[Written request 1]: Print everything in the page on averaging over dataset dimensions from "Averaging over dimensions" down to "output file names.".

Passage shown start

Averaging over dimensions of the dataset
The average over dimensions operation makes use of clisops.core.average
to process the datasets and to set the output type and the output file names.
It is possible to average over none or any number of time, longitude, latitude or level dimensions in the dataset.
[1]:
from clisops.utils import get_file
# fetch files locally or from github
tas_files = get_file([
"cmip5/tas_Amon_HadGEM2-ES_rcp85_r1i1p1_200512-203011.nc",
"cmip5/tas_Amon_HadGEM2-ES_rcp85_r1i1p1_203012-205511.nc",
"cmip5/tas_Amon_HadGEM2-ES_rcp85_r1i1p1_205512-208011.nc",
])
o3_file = get_file("cmip6/o3_Amon_GFDL-ESM4_historical_r1i1p1f1_gr1_185001-194912.nc")
# remove previously created example file
import os
if os.path.exists("./output_001.nc"):
os.remove("./output_001.nc")
Parameters
Parameters taken by the average_over_dims
are below:
ds: Union[xr.Dataset, str]
dims : Optional[Union[Tuple[str], DimensionParameter]]
The dimensions over which to apply the average. If None, none of the dimensions are averaged over. Dimensions
must be one of ["time", "level", "latitude", "longitude"].

Passage shown end
Material provided start

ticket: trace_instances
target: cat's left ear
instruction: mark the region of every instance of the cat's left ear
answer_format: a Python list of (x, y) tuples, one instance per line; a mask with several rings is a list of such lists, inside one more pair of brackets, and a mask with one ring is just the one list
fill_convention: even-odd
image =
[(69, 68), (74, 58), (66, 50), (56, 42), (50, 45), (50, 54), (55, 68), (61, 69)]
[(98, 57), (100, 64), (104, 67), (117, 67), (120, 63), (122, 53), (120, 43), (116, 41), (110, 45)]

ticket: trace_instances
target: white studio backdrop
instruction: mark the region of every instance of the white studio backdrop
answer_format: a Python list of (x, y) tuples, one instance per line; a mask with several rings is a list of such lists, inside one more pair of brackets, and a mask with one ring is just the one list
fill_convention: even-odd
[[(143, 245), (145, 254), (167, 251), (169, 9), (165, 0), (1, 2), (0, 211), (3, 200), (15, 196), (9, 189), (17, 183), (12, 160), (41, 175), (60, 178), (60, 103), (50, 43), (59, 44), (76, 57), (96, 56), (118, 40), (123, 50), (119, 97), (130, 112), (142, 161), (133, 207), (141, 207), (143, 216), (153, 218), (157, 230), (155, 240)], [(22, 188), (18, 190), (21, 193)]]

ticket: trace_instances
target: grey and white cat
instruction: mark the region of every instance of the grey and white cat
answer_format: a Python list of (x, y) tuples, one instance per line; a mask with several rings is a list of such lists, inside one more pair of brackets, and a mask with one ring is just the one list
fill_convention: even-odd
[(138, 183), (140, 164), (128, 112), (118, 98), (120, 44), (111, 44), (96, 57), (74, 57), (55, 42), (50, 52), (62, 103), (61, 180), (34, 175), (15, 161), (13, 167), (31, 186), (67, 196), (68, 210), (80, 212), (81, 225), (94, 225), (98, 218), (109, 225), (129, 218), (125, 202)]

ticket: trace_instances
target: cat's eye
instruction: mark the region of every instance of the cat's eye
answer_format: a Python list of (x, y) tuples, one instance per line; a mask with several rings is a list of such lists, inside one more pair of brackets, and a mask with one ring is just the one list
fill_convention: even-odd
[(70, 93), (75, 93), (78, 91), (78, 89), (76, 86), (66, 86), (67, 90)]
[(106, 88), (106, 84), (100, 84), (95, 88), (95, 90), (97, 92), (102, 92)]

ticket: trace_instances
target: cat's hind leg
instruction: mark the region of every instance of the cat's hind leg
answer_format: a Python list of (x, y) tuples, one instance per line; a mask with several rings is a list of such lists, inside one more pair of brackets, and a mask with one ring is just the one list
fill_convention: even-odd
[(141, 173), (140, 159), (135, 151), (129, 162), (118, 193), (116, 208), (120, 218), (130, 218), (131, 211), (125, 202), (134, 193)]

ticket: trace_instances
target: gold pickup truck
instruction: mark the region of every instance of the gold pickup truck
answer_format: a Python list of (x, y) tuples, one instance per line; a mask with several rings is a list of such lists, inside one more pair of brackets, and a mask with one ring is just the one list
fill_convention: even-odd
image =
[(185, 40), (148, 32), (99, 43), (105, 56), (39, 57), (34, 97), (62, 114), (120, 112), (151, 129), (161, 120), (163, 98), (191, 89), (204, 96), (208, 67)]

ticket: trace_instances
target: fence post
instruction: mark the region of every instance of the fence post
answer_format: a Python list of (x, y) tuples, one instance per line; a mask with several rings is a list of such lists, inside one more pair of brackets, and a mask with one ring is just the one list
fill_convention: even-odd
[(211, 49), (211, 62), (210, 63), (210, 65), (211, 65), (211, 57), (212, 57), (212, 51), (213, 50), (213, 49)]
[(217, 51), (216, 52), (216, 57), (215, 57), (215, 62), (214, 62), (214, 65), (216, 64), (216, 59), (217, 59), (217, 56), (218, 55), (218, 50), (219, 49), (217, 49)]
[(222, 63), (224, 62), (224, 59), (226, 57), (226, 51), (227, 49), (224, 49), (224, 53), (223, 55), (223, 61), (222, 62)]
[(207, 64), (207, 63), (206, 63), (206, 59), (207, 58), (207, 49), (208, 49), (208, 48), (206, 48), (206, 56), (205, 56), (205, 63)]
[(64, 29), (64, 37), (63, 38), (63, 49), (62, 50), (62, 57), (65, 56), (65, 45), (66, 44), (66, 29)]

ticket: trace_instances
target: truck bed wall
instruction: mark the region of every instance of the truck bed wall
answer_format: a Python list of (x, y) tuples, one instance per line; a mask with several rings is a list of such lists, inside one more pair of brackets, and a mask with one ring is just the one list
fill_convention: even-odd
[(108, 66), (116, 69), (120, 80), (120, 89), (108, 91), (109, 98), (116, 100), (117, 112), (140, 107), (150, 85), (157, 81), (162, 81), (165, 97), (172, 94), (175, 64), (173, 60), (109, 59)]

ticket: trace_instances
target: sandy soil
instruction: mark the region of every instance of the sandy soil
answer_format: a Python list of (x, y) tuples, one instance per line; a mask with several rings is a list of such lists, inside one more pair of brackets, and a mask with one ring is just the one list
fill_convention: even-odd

Material provided end

[Written request 2]: Collect each line of the listing that contains the string "soil", with uppercase and lowercase letters counted as different.

[Answer 1]:
Averaging over dimensions of the dataset
The average over dimensions operation makes use of clisops.core.average
to process the datasets and to set the output type and the output file names.

[Answer 2]:
target: sandy soil
instruction: mark the region of every instance of the sandy soil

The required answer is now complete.